■ **PAGE TEXT**
Digital Screen Addiction & the shrinking brain
Children learn by physical exploration & interactions with humans and environment. This interaction is minimized by the introduction of digital screens to children at an early age. Any pleasurable activity releases the pleasure hormone, Dopamine. The body craves more and more Dopamine. Frequent small exposures to digital screens result in a full-blown addiction! As children grow, they almost forget how to live or exist without the digital screens and internet. They forget to use their brains to think, memorize, and develop poor concentration, a weak memory, slow information processing, weak emotional control, mood swings, introverted personalities, lack of social contact, and failure of inter-personal relationships (with friends, siblings, parents). An increasing incidence of EARLY ONSET DEMENTIA has been noticed because of the less usage of brain.
Although a partial reduction in the rate of myopic progression has been observed from optical treatments (progressive lenses, bifocals, orthokeratology lenses), and pharmacologic therapies (low dose atropine, dopamine), we are still a long way from being able to reverse the temporal trends of the last few decades. Unless we focus on removing or controlling the causative factors, the various therapeutic measures alone cannot halt the myopia pandemic.
Digital devices have occupied a significant proportion of our personal time and space as Virtual Learning has become a necessity and soon will be a Norm! The various benefits of digital screens cannot be denied. But at the same time, we should not ignore the innumerable harmful effects that are arising from their misuse. Parents, teachers, and children need to be made aware of these.

■ **ABOUT THIS EXERCISE**
Reproduce the stretch of the screen addiction text from "Although a partial" through "the myopia pandemic.", word for word.

■ **SOURCE MATERIAL**
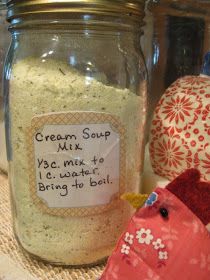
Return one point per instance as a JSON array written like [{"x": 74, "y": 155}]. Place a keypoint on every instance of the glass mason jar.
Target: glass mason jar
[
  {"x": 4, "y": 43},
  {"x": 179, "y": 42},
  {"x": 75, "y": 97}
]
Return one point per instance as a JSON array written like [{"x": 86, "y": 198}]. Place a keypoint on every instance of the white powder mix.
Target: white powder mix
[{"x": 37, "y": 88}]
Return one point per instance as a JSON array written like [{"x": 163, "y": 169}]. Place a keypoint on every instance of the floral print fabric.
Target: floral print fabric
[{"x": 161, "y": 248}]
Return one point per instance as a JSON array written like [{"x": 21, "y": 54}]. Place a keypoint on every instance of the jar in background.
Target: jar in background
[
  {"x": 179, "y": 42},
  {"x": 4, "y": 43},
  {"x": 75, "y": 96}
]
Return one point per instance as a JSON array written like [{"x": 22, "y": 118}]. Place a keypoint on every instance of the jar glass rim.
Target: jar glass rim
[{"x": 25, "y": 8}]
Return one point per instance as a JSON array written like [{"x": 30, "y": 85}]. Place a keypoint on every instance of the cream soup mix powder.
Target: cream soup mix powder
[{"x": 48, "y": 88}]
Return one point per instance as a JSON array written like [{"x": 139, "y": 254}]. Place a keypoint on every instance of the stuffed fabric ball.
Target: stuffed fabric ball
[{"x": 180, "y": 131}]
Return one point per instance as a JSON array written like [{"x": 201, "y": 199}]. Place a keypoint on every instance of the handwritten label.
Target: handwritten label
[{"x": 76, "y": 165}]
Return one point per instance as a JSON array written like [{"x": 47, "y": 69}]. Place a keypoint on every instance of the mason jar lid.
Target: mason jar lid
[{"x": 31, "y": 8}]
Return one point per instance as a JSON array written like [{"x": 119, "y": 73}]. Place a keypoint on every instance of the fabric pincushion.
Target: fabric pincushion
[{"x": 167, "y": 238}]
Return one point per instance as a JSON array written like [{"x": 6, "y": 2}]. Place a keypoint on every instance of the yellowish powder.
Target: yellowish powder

--

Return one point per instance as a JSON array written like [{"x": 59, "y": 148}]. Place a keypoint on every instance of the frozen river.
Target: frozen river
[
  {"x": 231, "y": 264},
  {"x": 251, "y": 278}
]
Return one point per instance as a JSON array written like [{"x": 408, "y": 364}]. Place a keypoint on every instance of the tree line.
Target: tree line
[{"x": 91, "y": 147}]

■ **EXERCISE RESPONSE**
Although a partial reduction in the rate of myopic progression has been observed from optical treatments (progressive lenses, bifocals, orthokeratology lenses), and pharmacologic therapies (low dose atropine, dopamine), we are still a long way from being able to reverse the temporal trends of the last few decades. Unless we focus on removing or controlling the causative factors, the various therapeutic measures alone cannot halt the myopia pandemic.